Work to do: Write out, word for word, every row from the one containing "[trace] hiking boot" down through the one containing "M 167 279 L", including both of those rows.

##### Given records #####

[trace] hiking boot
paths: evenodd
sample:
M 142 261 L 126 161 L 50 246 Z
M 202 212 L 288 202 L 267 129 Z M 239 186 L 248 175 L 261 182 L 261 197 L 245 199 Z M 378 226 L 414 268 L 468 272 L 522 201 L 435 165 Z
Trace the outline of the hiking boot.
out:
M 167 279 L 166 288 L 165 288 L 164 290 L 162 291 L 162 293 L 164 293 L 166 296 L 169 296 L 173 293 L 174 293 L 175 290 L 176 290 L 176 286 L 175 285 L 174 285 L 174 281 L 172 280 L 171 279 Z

#####
##### Given records #####

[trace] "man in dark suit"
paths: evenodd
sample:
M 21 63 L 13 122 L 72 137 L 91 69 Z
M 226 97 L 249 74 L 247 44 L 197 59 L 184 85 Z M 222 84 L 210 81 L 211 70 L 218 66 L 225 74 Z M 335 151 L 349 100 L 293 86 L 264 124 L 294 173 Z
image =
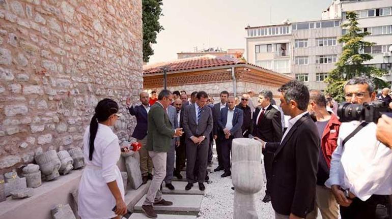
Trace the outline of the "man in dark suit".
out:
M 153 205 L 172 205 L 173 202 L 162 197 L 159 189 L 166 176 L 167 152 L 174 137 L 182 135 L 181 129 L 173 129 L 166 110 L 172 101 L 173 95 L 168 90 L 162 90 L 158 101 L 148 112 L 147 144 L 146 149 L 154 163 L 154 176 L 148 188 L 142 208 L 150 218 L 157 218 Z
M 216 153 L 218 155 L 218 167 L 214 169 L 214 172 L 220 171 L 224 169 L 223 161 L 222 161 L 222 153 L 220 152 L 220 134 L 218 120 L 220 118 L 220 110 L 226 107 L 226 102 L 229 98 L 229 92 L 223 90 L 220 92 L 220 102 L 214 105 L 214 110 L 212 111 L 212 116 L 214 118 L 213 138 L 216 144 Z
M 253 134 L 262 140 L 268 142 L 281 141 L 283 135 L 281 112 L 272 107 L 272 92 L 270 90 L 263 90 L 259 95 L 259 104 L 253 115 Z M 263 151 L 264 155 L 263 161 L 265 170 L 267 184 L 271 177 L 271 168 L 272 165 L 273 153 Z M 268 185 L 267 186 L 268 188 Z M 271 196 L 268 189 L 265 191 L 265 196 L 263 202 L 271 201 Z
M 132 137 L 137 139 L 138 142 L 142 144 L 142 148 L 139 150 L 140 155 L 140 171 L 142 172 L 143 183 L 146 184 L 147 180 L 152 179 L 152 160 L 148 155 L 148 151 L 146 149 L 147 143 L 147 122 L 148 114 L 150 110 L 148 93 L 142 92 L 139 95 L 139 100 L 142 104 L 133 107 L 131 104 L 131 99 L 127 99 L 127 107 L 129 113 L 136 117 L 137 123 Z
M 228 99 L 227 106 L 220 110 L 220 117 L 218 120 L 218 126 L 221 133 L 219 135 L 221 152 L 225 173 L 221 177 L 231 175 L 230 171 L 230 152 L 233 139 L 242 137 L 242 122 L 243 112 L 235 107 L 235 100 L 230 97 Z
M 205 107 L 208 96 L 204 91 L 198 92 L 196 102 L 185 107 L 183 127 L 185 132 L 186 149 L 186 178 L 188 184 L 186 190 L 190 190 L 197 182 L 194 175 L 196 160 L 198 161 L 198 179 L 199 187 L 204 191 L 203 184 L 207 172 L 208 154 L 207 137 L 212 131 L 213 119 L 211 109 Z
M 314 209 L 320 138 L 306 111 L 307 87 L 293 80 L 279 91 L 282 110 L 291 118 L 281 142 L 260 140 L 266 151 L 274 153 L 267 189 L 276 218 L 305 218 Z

#####

Solution to this problem:
[trace] hiking boot
paths: evenodd
sample:
M 142 261 L 126 161 L 50 246 Z
M 202 212 L 288 202 L 267 129 Z M 239 186 L 248 175 L 261 182 L 261 197 L 245 199 Z M 378 226 L 414 268 L 468 272 L 522 201 L 435 165 Z
Trace the outline of the hiking boot.
out:
M 167 279 L 166 288 L 165 288 L 164 290 L 162 291 L 162 293 L 164 293 L 166 296 L 169 296 L 173 293 L 174 293 L 175 290 L 176 290 L 176 286 L 175 285 L 174 285 L 174 281 L 172 280 L 171 279 Z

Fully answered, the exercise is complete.